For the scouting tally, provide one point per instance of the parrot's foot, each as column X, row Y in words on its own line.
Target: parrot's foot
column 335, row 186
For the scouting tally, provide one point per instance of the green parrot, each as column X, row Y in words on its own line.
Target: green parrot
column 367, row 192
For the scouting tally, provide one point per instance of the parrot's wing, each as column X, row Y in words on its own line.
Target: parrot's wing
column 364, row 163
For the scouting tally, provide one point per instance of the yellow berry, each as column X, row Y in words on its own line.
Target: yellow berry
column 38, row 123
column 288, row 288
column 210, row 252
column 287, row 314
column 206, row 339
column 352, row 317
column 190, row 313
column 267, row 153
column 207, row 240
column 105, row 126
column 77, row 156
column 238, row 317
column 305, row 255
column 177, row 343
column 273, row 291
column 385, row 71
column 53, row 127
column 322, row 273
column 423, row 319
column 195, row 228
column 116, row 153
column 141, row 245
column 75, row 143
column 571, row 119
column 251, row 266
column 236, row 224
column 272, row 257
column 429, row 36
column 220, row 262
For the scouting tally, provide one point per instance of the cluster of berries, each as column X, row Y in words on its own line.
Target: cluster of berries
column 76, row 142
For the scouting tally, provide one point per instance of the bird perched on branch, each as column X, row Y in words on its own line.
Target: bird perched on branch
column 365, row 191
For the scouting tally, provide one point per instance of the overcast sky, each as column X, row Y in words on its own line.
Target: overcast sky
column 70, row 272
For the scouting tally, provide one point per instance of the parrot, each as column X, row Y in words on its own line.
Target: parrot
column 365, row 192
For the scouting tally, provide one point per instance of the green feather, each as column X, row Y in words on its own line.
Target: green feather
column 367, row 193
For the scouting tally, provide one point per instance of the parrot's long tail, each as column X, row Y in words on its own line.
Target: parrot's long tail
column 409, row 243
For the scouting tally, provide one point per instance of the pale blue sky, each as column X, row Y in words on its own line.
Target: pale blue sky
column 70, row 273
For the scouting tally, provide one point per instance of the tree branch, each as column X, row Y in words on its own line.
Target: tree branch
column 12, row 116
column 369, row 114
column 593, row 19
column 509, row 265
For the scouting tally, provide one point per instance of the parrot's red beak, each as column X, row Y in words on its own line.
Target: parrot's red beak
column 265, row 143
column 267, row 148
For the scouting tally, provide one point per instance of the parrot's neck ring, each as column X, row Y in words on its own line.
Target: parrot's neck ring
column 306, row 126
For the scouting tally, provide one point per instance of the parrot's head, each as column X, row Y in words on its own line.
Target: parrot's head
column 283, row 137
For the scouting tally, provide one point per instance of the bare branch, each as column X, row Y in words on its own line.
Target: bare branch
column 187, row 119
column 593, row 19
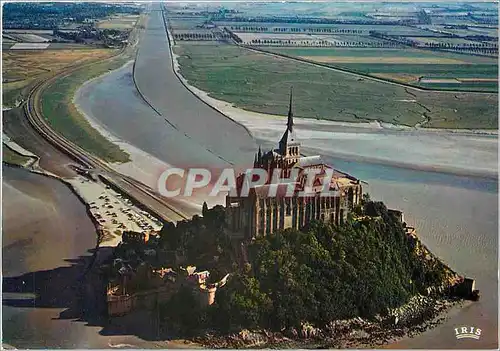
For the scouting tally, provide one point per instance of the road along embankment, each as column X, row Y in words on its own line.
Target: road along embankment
column 159, row 207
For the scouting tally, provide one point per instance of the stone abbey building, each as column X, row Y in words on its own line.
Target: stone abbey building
column 271, row 207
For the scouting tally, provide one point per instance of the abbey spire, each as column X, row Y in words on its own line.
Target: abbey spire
column 289, row 135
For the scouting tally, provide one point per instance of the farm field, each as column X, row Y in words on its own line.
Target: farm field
column 259, row 82
column 250, row 38
column 120, row 22
column 185, row 23
column 362, row 29
column 408, row 66
column 12, row 157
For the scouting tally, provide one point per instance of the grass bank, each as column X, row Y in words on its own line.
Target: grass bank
column 61, row 113
column 260, row 83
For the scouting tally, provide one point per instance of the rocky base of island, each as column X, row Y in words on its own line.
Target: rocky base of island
column 420, row 314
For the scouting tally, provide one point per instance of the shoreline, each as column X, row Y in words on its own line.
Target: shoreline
column 357, row 333
column 235, row 113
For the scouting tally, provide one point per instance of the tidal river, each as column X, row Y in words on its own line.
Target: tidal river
column 446, row 183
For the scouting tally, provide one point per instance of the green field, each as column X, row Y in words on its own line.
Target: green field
column 261, row 83
column 386, row 52
column 65, row 119
column 396, row 65
column 12, row 157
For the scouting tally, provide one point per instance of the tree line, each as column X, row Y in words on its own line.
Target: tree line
column 322, row 273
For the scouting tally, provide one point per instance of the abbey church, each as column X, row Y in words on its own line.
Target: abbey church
column 270, row 207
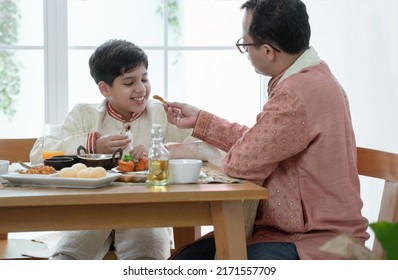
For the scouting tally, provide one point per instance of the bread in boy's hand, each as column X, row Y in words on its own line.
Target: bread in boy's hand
column 157, row 97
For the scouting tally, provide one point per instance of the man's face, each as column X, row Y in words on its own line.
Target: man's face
column 257, row 55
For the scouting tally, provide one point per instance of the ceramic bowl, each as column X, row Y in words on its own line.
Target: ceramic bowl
column 59, row 162
column 107, row 161
column 184, row 170
column 75, row 158
column 4, row 164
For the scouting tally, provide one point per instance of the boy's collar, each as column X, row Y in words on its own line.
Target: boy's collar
column 114, row 114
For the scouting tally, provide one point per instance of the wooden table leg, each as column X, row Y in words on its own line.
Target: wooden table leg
column 229, row 230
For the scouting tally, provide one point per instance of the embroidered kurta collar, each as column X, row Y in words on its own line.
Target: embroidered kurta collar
column 308, row 58
column 114, row 114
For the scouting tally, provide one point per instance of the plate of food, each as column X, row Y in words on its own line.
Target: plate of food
column 132, row 170
column 54, row 180
column 47, row 176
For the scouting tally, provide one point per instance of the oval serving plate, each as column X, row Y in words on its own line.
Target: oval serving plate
column 53, row 180
column 131, row 177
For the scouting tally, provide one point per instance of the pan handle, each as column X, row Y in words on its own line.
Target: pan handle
column 80, row 148
column 115, row 158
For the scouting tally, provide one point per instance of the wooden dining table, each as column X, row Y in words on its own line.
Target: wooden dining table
column 121, row 205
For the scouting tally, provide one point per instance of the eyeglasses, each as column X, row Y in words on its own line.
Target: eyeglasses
column 244, row 47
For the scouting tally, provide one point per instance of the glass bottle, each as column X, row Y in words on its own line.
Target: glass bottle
column 158, row 159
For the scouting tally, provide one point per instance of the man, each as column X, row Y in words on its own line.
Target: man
column 302, row 147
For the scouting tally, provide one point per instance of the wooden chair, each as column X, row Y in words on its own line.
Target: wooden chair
column 381, row 165
column 14, row 150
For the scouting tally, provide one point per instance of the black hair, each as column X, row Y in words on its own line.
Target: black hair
column 114, row 58
column 282, row 23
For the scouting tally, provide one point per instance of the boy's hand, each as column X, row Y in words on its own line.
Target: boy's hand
column 110, row 143
column 139, row 151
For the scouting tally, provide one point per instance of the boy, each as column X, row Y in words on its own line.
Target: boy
column 120, row 69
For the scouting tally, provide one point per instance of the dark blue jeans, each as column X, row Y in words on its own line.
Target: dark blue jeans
column 205, row 249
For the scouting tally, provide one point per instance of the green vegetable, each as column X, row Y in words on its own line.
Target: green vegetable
column 387, row 234
column 128, row 157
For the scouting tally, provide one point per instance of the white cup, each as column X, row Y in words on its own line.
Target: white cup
column 4, row 164
column 184, row 170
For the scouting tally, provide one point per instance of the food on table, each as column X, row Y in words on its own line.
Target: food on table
column 79, row 166
column 141, row 165
column 126, row 164
column 160, row 99
column 41, row 169
column 98, row 172
column 84, row 172
column 68, row 172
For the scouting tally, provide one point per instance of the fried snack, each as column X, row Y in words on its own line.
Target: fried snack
column 98, row 172
column 68, row 172
column 160, row 99
column 141, row 164
column 125, row 166
column 42, row 169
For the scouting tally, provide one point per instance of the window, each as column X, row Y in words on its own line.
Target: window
column 188, row 60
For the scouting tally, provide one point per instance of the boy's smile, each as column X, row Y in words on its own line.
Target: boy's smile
column 129, row 92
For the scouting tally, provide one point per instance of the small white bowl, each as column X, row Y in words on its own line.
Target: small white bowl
column 4, row 164
column 184, row 170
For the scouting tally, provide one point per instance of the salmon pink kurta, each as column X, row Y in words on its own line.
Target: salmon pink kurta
column 302, row 149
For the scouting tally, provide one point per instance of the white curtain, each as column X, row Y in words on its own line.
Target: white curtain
column 359, row 41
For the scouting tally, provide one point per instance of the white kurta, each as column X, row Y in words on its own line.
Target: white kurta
column 146, row 243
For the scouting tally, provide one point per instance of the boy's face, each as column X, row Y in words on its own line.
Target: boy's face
column 129, row 92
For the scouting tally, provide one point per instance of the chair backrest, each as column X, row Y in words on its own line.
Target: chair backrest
column 382, row 165
column 16, row 149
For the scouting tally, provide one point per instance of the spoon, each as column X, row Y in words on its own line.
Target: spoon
column 27, row 166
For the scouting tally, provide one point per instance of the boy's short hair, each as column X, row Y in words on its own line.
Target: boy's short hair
column 282, row 23
column 114, row 58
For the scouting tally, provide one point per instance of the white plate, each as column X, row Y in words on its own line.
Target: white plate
column 145, row 172
column 55, row 181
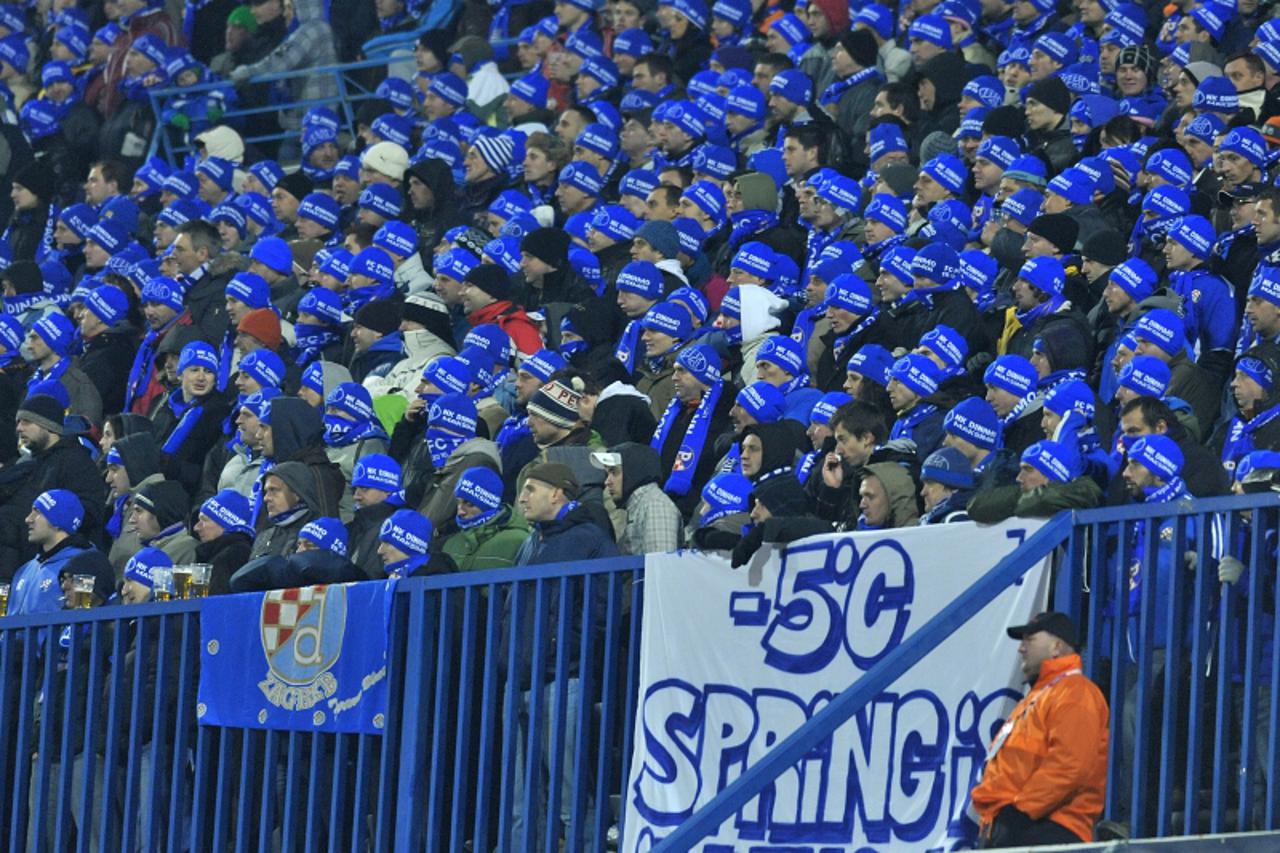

+ + + +

[WHAT YOU NEED TO DO] Convert the lines starting at the one containing "of the bread" and ending at the one containing "column 157, row 97" into a JSON list of strings, one string per line, leaving out any blank lines.

[COMPLETED EXERCISE]
[
  "For the scouting tally, provide one point per instance of the bread in boy's hand, each as column X, row Y in words on its own line.",
  "Target: bread in boy's hand",
  "column 157, row 97"
]